* [Short exercise A] Quote the passage on Koonin's book from "This is not" up to and including "and projected consequences).".

In Unsettled, Steven Koonin deploys that highly misleading label to falsely suggest that we don’t understand the risks well enough to take action
Steven Koonin, a former undersecretary for science of the Department of Energy in the Obama administration, but more recently considered for an advisory post to Scott Pruitt when he was administrator of the Environmental Protection Agency, has published a new book. Released on May 4 and entitled Unsettled: What Climate Science Tells Us, What It Doesn’t, and Why It Matters, its major theme is that the science about the Earth’s climate is anything but settled. He argues that pundits and politicians and most of the population who feel otherwise are victims of what he has publicly called “consensus science.”
Koonin is wrong on both counts. The science is stronger than ever around findings that speak to the likelihood and consequences of climate impacts, and has been growing stronger for decades. In the early days of research, the uncertainty was wide; but with each subsequent step that uncertainty has narrowed or become better understood. This is how science works, and in the case of climate, the early indications detected and attributed in the 1980s and 1990s, have come true, over and over again and sooner than anticipated.
This is not to say that uncertainty is being eliminated, but decision makers have become more comfortable dealing with the inevitable residuals. They are using the best and most honest science to inform prospective investments in abatement (reducing greenhouse gas emissions to diminish the estimated likelihoods of dangerous climate change impacts) and adaptation (reducing vulnerabilities to diminish their current and projected consequences).

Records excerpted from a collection
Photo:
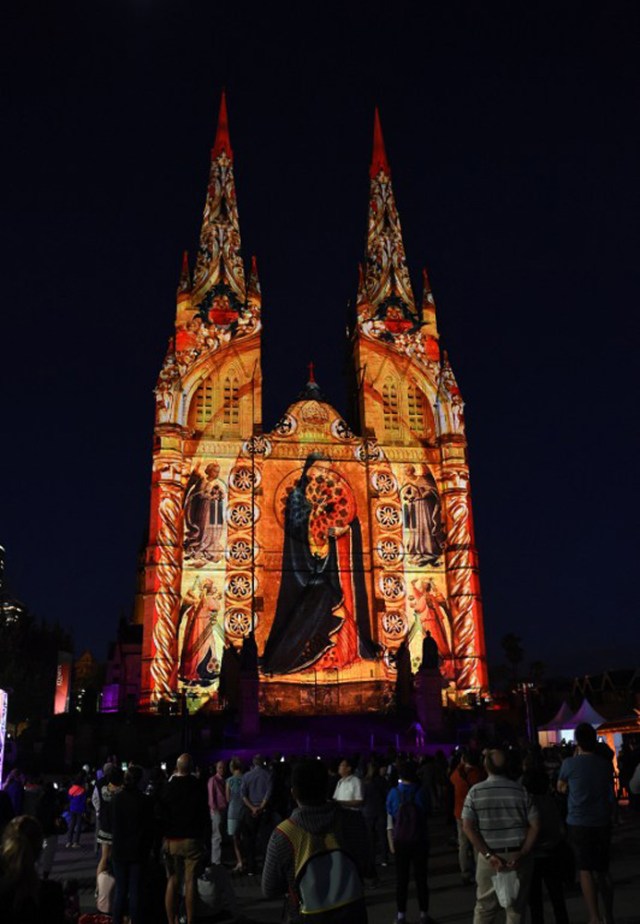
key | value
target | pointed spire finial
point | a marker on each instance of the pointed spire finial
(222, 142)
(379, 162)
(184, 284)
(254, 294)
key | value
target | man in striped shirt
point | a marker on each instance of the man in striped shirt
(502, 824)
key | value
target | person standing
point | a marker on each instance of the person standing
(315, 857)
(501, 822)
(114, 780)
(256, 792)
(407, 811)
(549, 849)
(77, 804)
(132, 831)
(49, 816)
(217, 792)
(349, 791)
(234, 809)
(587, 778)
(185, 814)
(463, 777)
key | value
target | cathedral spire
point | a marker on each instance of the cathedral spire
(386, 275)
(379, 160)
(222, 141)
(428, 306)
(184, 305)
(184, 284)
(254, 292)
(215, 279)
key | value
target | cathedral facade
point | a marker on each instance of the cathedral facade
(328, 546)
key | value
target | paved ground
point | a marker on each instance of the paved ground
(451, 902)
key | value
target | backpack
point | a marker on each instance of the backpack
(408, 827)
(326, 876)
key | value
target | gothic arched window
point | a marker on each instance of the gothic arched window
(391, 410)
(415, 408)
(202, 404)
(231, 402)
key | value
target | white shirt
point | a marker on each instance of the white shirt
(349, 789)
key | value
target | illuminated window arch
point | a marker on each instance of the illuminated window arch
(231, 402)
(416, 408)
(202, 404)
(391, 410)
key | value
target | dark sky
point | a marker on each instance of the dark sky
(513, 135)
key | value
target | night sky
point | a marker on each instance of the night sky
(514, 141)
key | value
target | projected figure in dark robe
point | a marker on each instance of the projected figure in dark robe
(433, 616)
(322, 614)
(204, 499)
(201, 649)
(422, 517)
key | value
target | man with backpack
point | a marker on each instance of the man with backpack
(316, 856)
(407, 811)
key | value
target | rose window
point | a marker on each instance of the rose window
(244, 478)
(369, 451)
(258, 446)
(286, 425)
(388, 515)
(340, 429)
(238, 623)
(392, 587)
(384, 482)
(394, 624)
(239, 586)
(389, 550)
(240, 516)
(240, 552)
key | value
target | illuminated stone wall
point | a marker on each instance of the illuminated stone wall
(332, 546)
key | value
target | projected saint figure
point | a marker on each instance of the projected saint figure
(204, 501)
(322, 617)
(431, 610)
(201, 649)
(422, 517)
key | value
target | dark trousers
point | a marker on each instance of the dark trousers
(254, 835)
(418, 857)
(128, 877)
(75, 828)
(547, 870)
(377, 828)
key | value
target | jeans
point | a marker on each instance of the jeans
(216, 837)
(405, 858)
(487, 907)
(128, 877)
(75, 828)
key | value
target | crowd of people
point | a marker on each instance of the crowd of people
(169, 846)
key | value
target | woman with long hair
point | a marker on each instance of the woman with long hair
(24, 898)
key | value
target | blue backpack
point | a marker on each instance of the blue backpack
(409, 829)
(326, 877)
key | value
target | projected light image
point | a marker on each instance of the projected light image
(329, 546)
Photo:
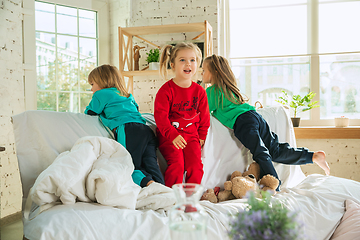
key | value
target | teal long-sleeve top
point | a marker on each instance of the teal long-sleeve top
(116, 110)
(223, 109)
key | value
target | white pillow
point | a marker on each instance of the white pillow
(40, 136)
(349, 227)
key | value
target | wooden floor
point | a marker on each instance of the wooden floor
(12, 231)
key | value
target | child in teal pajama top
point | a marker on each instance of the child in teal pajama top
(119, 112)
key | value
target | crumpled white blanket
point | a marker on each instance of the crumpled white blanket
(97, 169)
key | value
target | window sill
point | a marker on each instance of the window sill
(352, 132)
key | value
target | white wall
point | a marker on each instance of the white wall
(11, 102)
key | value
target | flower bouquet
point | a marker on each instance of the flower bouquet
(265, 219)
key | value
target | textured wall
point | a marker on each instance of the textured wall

* [Short exercise B] Find each line of the records containing the word "arched" and copy those lines.

* [Task result A]
This is not to say that uncertainty is being eliminated, but decision makers have become more comfortable dealing with the inevitable residuals. They are using the best and most honest science to inform prospective investments in abatement (reducing greenhouse gas emissions to diminish the estimated likelihoods of dangerous climate change impacts) and adaptation (reducing vulnerabilities to diminish their current and projected consequences).

* [Task result B]
target | gothic arched window
point | a marker on each instance of the gothic arched window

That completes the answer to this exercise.